■ Instructions for the task ■
Beginning with the first line of the entries below, quote each line until you reach and include the line with "box: [353, 500, 400, 525]".

(Stored data entries)

▼▼▼

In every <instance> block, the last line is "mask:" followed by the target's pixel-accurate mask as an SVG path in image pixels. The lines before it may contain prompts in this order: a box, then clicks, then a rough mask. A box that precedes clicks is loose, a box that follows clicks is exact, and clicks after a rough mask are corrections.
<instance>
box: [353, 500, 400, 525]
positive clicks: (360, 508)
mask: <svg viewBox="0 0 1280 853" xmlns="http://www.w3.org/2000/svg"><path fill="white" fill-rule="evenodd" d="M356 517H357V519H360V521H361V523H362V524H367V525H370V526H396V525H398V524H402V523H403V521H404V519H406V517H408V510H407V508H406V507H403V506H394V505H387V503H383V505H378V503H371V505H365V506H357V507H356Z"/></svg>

▲▲▲

■ Task solution ■
In every <instance> block, the last line is "mask:" followed by the target's pixel-accurate mask as an SVG path in image pixels. The lines before it may contain prompts in this order: a box, then clicks, then a rough mask. A box that precedes clicks is loose, a box that follows clicks is exact, and clicks after a rough mask are corrections.
<instance>
box: [353, 500, 400, 525]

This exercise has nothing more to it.